La vocación de retratista de José Martí merece, más que un estudio, una exposición, un libro como una galería de arte donde los cuadros no estén hechos de imágenes sino de palabras. Si me dieran a escoger entre sus retratos uno, no dudaría en inclinarme por el de David, aquel hombre humilde que le acompañó en una lancha en el trayecto de Montecristi a Cabo Haitiano: ágil y enjuto, ya estaba al alba bruñendo los calderos. Jamás pidió, y se daba todo. El cuello fino, y airoso, le sujetaba la cabeza seca: le reían los ojos sinceros y grandes: se le abrían los pómulos decidores y fuertes: por los cabos de la boca, desdentada y leve, le crecían dos rizos de bigotes: en la nariz, franca y chata, le jugaba la luz. Nótese el uso de los dos puntos. Es como si cada par aislara un rasgo específico del rostro del modelo y, simultáneamente, invitara al lector a pasar a otro, sin olvidar algo más trascendental que el semblante del individuo: la persona: Jamás pidió, y se daba todo.

◆ **La tarea**
Conteste según el texto sobre los retratos de José Martí:
(a) ¿Entre qué dos lugares acompañó David a Martí en la lancha?
(b) ¿Qué hacía David ya al alba?
(c) ¿Qué signo de puntuación pide el texto que se note?

◆ **Líneas extraídas**
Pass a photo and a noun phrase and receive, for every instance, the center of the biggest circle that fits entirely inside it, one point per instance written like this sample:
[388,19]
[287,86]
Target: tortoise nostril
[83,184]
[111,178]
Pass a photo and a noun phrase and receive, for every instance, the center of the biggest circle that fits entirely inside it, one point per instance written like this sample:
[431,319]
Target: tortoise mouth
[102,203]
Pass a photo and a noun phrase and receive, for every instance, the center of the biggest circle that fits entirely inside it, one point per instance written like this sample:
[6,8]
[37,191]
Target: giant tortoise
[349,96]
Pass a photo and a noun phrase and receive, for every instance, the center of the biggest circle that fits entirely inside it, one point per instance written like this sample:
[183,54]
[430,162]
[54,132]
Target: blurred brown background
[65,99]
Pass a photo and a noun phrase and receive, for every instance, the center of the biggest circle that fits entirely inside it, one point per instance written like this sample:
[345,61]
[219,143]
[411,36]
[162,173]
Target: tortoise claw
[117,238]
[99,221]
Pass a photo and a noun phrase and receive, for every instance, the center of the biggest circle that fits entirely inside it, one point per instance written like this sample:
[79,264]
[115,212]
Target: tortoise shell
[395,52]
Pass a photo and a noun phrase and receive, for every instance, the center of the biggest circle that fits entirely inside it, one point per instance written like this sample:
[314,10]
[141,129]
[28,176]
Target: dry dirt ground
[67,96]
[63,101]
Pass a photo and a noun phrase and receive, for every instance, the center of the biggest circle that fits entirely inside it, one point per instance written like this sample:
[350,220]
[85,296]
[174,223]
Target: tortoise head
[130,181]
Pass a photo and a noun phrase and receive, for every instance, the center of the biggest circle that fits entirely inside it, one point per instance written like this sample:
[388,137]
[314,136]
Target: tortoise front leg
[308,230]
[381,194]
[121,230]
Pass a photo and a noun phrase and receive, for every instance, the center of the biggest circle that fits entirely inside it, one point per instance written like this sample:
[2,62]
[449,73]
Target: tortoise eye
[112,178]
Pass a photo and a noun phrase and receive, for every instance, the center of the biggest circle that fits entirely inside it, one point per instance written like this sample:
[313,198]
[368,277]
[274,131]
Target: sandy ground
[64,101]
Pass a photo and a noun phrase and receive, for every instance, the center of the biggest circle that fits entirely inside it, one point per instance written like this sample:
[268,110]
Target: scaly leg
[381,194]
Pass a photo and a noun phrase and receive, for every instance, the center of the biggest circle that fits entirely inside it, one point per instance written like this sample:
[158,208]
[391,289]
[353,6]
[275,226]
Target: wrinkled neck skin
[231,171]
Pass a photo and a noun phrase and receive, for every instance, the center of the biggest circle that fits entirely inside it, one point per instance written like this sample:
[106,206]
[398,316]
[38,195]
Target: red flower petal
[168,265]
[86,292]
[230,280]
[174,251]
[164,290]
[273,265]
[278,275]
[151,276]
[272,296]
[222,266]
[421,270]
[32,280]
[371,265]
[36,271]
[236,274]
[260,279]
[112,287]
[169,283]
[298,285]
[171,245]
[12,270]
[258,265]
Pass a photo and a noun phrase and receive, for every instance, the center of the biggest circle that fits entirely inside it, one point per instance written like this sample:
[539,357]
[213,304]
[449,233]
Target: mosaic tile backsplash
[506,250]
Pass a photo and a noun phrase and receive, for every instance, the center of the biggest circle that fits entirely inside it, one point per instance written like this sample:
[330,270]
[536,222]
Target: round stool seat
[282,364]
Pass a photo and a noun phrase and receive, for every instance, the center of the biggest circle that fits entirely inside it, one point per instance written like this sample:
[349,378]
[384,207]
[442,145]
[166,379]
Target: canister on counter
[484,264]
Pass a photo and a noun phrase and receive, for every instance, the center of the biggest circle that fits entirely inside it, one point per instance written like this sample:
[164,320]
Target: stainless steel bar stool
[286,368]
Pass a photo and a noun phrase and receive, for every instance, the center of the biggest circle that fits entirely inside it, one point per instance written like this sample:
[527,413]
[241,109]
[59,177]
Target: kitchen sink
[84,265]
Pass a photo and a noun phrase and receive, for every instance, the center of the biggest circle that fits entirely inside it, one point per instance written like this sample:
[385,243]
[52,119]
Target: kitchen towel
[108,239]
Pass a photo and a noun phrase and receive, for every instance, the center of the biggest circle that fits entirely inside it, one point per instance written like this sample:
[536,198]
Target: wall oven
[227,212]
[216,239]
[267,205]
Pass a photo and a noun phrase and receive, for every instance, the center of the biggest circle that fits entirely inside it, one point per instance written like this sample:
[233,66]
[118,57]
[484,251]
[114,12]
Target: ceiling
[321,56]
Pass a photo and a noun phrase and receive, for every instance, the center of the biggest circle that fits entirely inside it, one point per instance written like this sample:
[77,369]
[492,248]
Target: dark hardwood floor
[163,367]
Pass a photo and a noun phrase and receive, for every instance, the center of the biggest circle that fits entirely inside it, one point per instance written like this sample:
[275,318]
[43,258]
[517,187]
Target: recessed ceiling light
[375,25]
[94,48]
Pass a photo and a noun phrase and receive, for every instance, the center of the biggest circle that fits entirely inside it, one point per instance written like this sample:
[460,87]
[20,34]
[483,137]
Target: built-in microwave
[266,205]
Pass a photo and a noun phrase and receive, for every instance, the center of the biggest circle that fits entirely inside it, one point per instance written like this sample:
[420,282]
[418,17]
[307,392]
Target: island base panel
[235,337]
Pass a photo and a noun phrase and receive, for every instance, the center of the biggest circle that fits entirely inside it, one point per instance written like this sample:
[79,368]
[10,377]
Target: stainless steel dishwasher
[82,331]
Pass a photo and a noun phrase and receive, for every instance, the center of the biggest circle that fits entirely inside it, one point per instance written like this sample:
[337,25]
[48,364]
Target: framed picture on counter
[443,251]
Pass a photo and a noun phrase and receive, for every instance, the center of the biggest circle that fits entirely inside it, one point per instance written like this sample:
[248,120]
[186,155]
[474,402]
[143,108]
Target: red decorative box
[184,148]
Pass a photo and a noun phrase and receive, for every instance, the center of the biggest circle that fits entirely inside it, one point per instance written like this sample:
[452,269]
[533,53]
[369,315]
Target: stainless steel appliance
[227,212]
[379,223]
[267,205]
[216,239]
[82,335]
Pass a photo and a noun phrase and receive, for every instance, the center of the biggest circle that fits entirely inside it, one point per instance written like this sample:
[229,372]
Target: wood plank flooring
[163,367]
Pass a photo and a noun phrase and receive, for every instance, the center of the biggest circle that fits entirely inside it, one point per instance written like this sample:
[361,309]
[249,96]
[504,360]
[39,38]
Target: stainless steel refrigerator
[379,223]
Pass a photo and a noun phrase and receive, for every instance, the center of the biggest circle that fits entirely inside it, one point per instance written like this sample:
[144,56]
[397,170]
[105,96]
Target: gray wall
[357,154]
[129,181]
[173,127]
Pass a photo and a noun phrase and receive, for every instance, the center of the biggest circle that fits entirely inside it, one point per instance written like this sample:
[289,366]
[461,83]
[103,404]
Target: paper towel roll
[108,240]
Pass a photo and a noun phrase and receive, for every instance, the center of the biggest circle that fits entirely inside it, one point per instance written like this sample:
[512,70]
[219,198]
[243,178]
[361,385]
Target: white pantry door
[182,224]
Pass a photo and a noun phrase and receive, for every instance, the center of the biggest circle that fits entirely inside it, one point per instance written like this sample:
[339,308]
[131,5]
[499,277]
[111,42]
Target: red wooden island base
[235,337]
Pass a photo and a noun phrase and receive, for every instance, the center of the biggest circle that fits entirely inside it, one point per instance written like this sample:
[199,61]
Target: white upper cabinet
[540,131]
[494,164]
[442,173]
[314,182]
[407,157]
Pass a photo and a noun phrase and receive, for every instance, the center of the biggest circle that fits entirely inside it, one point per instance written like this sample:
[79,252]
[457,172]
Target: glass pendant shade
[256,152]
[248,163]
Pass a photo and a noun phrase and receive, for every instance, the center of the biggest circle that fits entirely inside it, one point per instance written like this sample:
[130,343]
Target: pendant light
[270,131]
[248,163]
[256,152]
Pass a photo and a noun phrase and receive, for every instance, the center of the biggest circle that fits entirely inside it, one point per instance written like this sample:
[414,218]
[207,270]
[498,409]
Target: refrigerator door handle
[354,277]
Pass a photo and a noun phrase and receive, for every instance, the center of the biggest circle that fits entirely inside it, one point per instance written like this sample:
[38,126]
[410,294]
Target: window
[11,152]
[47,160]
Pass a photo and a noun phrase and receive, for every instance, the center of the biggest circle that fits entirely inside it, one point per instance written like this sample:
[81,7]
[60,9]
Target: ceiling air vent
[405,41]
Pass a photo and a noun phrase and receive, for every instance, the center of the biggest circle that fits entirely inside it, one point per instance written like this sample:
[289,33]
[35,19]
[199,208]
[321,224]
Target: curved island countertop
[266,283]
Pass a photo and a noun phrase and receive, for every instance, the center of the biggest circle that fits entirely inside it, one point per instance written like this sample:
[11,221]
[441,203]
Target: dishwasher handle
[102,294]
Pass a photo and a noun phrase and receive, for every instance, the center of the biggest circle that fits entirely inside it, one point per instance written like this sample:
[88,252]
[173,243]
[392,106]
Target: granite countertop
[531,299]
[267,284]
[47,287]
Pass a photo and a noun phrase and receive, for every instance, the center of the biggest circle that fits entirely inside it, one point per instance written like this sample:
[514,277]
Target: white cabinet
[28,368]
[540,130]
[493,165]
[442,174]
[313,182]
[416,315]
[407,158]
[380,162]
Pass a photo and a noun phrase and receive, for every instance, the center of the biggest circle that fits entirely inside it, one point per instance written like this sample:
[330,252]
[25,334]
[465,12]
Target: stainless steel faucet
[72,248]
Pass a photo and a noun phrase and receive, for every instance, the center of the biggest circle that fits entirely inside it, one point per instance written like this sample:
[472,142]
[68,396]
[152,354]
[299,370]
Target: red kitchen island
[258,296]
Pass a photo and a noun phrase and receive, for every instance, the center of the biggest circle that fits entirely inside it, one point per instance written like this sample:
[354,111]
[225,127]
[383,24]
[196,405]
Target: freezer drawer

◆ **Respuesta**
(a) Entre Montecristi y Cabo Haitiano.
(b) Estaba bruñendo los calderos.
(c) Los dos puntos.